> Aufgabenliste:
1. Zählen Sie alle Berufe auf, die der Text über die Laienforscher in Fritzlar nennt.
2. Zitieren Sie aus dem Text über die Laienforscher in Fritzlar die Stelle von „Sieben Laienforscher in“ bis einschließlich „Stadermann und Feldmann.“.

> Lesetext:

Sieben Laienforscher in Fritzlar

Ludwig Köhler, Optiker und Uhr­macher am Markt, hatte sich längst prak­tisch mit Geschichte- und Vorgeschichtsfor­schung befaßt. Der damalige Kreisbaumei­ster, Walter Knapp, hegte ähnliche Interessen. Die Fundstücke unserer Aus­stellung raubten ihnen die Seelenruhe. Nur sonntags hatten sie zum Suchen Zeit. Da aber regnete es. In Räuberzivil rollten beide früh ins Gelände. Von den lehmigen Äckern schleppten sie nach und nach 3000 Quarzitsplitter und Stücke schwarzen Kie­sel­schiefers ab. Mittags erfolgte die Lan­dung der Herren in Fritzlar. An 500 Geräte eiszeitlicher Menschen hielten der Kritik stand! - Der Erfolg un­serer Pioniere hat die Kopfzahl der Laienforscher in der Dom­stadt auf sieben heraufgesetzt. Neben Kaufmann Wi1li Mathias, Lehrer Al­fred Klisch und Diplom-Landwirt Fritz Rödde stehen als junger Nach­wuchs die Primaner Stadermann und Feldmann.

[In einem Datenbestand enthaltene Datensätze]
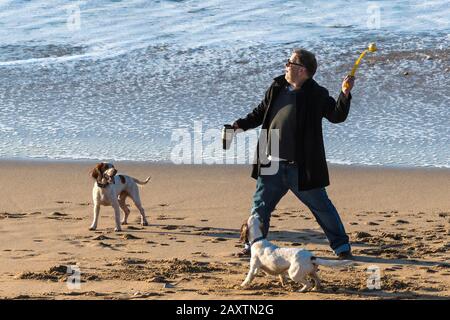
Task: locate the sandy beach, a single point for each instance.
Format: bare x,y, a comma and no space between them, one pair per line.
398,220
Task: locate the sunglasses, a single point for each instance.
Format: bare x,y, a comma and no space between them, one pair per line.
288,64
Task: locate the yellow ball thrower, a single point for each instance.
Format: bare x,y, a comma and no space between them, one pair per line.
372,48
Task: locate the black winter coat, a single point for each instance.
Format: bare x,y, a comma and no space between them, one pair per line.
316,104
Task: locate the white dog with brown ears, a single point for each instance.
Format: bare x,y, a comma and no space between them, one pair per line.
111,189
298,263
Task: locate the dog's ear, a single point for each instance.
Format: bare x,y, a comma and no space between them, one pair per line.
244,233
97,170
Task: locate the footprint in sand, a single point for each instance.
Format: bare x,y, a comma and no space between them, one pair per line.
170,227
128,236
6,215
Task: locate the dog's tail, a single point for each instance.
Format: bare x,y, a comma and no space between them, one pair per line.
330,263
141,182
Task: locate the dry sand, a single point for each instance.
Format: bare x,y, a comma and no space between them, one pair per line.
397,219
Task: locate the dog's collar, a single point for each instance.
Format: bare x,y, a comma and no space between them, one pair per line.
256,240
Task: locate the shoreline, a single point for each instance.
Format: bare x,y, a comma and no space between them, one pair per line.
31,161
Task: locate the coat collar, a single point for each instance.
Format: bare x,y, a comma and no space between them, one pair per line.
281,81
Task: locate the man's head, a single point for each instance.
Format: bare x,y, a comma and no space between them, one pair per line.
301,65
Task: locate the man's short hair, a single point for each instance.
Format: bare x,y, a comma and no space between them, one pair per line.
308,59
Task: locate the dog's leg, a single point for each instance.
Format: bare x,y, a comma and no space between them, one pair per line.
307,286
137,202
282,279
124,207
96,214
251,274
116,208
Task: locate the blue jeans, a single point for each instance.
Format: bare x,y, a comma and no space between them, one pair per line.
271,188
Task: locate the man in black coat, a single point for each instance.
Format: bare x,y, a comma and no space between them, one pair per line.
293,107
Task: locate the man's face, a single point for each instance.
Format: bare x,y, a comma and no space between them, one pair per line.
295,71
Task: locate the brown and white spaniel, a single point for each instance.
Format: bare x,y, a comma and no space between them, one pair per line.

> Lösungen:
1. Optiker, Uhrmacher, Kreisbaumeister, Kaufmann, Lehrer, Diplom-Landwirt

2.
Sieben Laienforscher in Fritzlar

Ludwig Köhler, Optiker und Uhr­macher am Markt, hatte sich längst prak­tisch mit Geschichte- und Vorgeschichtsfor­schung befaßt. Der damalige Kreisbaumei­ster, Walter Knapp, hegte ähnliche Interessen. Die Fundstücke unserer Aus­stellung raubten ihnen die Seelenruhe. Nur sonntags hatten sie zum Suchen Zeit. Da aber regnete es. In Räuberzivil rollten beide früh ins Gelände. Von den lehmigen Äckern schleppten sie nach und nach 3000 Quarzitsplitter und Stücke schwarzen Kie­sel­schiefers ab. Mittags erfolgte die Lan­dung der Herren in Fritzlar. An 500 Geräte eiszeitlicher Menschen hielten der Kritik stand! - Der Erfolg un­serer Pioniere hat die Kopfzahl der Laienforscher in der Dom­stadt auf sieben heraufgesetzt. Neben Kaufmann Wi1li Mathias, Lehrer Al­fred Klisch und Diplom-Landwirt Fritz Rödde stehen als junger Nach­wuchs die Primaner Stadermann und Feldmann.